Instructions to follow: Restate the entries below word for word, omitting nothing.
☆ ☆ ☆
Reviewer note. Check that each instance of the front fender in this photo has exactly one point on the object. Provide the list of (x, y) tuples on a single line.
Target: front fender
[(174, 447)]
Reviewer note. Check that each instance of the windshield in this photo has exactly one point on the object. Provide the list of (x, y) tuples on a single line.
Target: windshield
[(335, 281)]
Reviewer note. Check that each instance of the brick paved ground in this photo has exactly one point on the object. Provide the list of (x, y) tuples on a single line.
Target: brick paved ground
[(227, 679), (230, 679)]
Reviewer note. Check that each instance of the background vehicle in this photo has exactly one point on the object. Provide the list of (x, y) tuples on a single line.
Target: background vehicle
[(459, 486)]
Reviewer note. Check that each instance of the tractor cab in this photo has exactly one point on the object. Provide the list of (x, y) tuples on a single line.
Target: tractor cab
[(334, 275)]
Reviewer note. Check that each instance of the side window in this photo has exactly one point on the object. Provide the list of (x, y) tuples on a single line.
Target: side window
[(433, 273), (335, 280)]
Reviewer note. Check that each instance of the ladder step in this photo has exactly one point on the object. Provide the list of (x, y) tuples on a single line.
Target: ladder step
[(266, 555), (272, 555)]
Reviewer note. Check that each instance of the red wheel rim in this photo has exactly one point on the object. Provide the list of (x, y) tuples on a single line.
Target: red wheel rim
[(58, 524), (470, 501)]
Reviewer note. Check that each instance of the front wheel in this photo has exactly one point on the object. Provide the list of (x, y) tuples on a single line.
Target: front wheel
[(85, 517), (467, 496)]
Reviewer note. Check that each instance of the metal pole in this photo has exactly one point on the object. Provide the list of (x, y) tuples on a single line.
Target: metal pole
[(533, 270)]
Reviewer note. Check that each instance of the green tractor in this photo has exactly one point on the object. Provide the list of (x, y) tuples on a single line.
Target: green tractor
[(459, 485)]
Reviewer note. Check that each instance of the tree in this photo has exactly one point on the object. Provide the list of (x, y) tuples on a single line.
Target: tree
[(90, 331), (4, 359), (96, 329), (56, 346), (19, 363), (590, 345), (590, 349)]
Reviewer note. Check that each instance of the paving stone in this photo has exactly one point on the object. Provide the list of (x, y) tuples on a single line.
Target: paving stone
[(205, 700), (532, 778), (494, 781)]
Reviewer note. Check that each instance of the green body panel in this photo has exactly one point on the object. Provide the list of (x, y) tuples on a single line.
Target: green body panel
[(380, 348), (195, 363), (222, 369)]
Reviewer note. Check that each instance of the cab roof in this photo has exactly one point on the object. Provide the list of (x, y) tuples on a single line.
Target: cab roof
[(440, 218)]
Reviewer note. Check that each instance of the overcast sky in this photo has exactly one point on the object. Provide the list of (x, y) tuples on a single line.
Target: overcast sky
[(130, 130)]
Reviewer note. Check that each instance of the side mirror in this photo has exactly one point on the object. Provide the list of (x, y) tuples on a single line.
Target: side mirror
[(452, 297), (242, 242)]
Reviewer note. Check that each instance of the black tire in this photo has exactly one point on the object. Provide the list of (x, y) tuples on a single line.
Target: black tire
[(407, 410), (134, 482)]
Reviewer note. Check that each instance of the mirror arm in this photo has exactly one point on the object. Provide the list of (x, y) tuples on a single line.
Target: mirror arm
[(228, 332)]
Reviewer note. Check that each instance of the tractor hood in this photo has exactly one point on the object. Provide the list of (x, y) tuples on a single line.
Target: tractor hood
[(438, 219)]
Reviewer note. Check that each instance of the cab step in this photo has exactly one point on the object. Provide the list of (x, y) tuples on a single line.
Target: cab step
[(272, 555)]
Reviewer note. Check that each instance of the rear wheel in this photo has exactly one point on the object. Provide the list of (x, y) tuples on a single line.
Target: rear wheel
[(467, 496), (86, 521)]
☆ ☆ ☆
Written solution:
Reviewer note. Check that each instance of the front fender in this photo has exactly one point on the object. Provide the list of (x, y) tuples on a single line.
Target: front fender
[(174, 447)]
Reviewer note. Check that each instance of the windshield in this photo has exactly one point on the object. Provide the list of (x, y) tuples on a single line.
Target: windshield
[(335, 281)]
Reviewer note. Check that each instance of the brick paved ground in this photo has exactly one point on the object. Provide the list of (x, y) tuples on a single line.
Target: brick paved ground
[(227, 679), (230, 679)]
Reviewer note. Check that each instance of the background vehicle in this photo has exactly one point on the object. Provide the list of (x, y) tuples on a single line.
Target: background vehicle
[(459, 486)]
Reviewer note. Check that each instance of the tractor cab in this photo has exactly one point on the object. Provide the list of (x, y) tuples on a single line.
Target: tractor cab
[(334, 275)]
Reviewer note. Check that each instance of the side window in this photo has exactly one point on the object. Provide the list of (x, y) tuples on a single line.
Target: side window
[(433, 273), (335, 280)]
Reviewer note. Check that each instance of the ladder step in this photo has exactly one point on the object. Provide the list of (x, y) tuples on a single line.
Target: ladder step
[(266, 555), (272, 555)]
Reviewer note. Check that each instance of the red wheel rim in this photo has exactly one point on the object. Provide the list of (x, y) tuples on a single line.
Target: red wheel rim
[(58, 524), (470, 501)]
Reviewer note. Check that each instance of the front wheel in this photo has exactly one point on the object. Provide the list of (x, y) tuples on a single line.
Target: front wheel
[(85, 517), (467, 496)]
Reviewer note. Check that each instance of the metal pole in this photo has exactly one point on the object. Provide the list of (x, y) tuples on a single line.
Target: metal pole
[(533, 270)]
Reviewer note. Check that each instance of the green tractor in this photo has exactly one point on the object. Provide the list of (x, y) tuples on a single line.
Target: green tractor
[(459, 485)]
Reviewer note. Check that each instance of the tree in this photo has exactly one point on the object. Provide the list of (x, y) tuples on a single line.
Target: tree
[(90, 331), (4, 359), (96, 329), (56, 346), (19, 363), (590, 345), (590, 349)]
Reviewer note. Check that each instance of the paving stone in this photo has exactly one point on the object. Provide the list of (x, y) tuples on a single line.
Target: paving stone
[(205, 700), (532, 778), (494, 781)]
Reviewer note. Check that each instance of the green body panel in this photo has exactly one point on the object. Provide the list of (x, y) tuples on a single line.
Target: green body panel
[(380, 348), (195, 363), (222, 369)]
Reviewer note. Check that each instance of the cab roof in this photo has exactly one point on the object. Provide the list of (x, y) tuples on a single line.
Target: cab roof
[(440, 218)]
Reviewer note. Check that each instance of the overcast sky in this photo has exactly one point on the object. Provide the list of (x, y) tuples on a single line.
Target: overcast sky
[(130, 130)]
Reviewer note. Check that each instance of the side mirror in this photo has exactly one point on the object. Provide the list of (x, y) tuples on a single line.
Target: side mirror
[(452, 297), (242, 242)]
Reviewer note. Check that each instance of the black tire in this photo has exactly one point on the object. Provide the list of (x, y) tuples on a single line.
Target: black tire
[(407, 410), (134, 482)]
Reviewer note. Check that each instance of the mirror arm in this photo has exactly one point on the object. Provide the list of (x, y) tuples on a single line.
Target: mirror arm
[(228, 332)]
Reviewer note. Check that each instance of the tractor hood in this photo has exactly one point on the object. Provide the list of (x, y) tuples on a single line.
Target: tractor hood
[(438, 219)]
Reviewer note. Check that each instance of the cab step in this photo has exactly one point on the object. Provide the list of (x, y) tuples on a single line.
Target: cab step
[(272, 555)]
Reviewer note. Check that each instance of the rear wheel in this photo has exactly one point on the object. Provide the list of (x, y) tuples on a single line.
Target: rear wheel
[(467, 496), (86, 521)]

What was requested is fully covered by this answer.